* start *
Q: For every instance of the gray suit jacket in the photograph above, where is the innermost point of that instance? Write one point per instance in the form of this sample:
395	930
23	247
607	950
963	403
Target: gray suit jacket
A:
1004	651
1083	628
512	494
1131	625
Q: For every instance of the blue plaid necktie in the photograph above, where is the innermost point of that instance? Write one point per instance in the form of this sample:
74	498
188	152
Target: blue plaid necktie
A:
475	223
* end *
[Exercise task]: Reproduce all of the lines above word for word.

[Task output]:
Q: For every instance of the gray suit jacket in the photograph above, where is the innermost point of that instance? Write one point per instance in the form of this sample:
395	930
23	247
607	950
963	403
Target: gray suit jacket
A:
1004	651
1083	628
512	494
1131	625
Q: For every instance of the blue plaid necktie in the photograph above, where is the innermost point of that instance? Write one point per instance in the form of this sample:
74	498
188	152
Target: blue plaid necktie
A:
475	223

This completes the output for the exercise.